Brief A: Rewrite the stretch of the St Albans election text from "2006 UK local" through "Labour in red.", swapping "yellow" for "gold".

Given text:
╭──

= 2006 St Albans City and District Council election =

2006 UK local government election

Map of the results of the 2006 St Albans City and District Council election. Liberal Democrats in yellow, Conservatives in blue and Labour in red.

The 2006 St Albans City and District Council election took place on 4 May 2006 to elect members of St Albans District Council in Hertfordshire, England. One third of the council was up for election and the Liberal Democrats gained overall control of the council from no overall control.

After the election, the composition of the council was:
- Liberal Democrats 31
- Conservative 17
- Labour 8
- Independent 2

==Campaign==
Before the election the council was composed of 29 Liberal Democrats, 17 Conservative, 11 Labour and 1 Independent councillors. The Liberal Democrats hoped to win a majority at the election and complained about decisions being delayed by the opposition parties. However the Conservatives were also confident of making gains and said that a hung council with the best councillors from each party making up the cabinet was right for St Albans. Labour meanwhile were hopeful of holding onto their seats, expecting that they would perform better than in recent elections. As well as the 3 main parties on the council, the Green Party also stood candidates in every ward, while targeting Clarence ward as their best chance.

==Election result==
The Liberal Democrats regained overall control of the council that they had lost at the 1999 election after making a net gain of 2 seats. They gained 3 seats from Labour and 2 from the Conservatives, but also lost 3 seats in Marshalswick South, Redbourn and Verulam to the Conservatives. The 3 defeats for Labour included one in Sopwell ward, which they lost for what was described as "the first time in living memory". The results meant that the Liberal Democrats had a majority over the other parties of 4 seats after previously only having half of the councillors before the election, however the Conservatives did win more votes at the election than the Liberal Democrats. Overall turnout at the election was 45.1%.

In Wheathampstead ward the election ended in a tie after 3 recounts. The winner in the ward was decided by getting the 2 candidates to pick the longer pencil resulting in the Liberal Democrat Judith Shardlow defeating the Conservative former mayor Keith Stammers. Meanwhile, the Conservative group on the council was reduced, when councillor John Newman, left the party to sit as an independent councillor after having recently being replaced as Conservative group leader on the council by Teresa Heritage.

╰──

Dataset extract:
╭──

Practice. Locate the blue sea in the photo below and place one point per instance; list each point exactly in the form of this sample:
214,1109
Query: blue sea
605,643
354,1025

╰──

Brief B: Put every line of the listing above into a numbered list, omitting blank lines.

Problem solution A:
2006 UK local government election

Map of the results of the 2006 St Albans City and District Council election. Liberal Democrats in gold, Conservatives in blue and Labour in red.

Problem solution B:
1. Practice. Locate the blue sea in the photo below and place one point per instance; list each point exactly in the form of this sample:
2. 214,1109
3. Query: blue sea
4. 605,643
5. 354,1025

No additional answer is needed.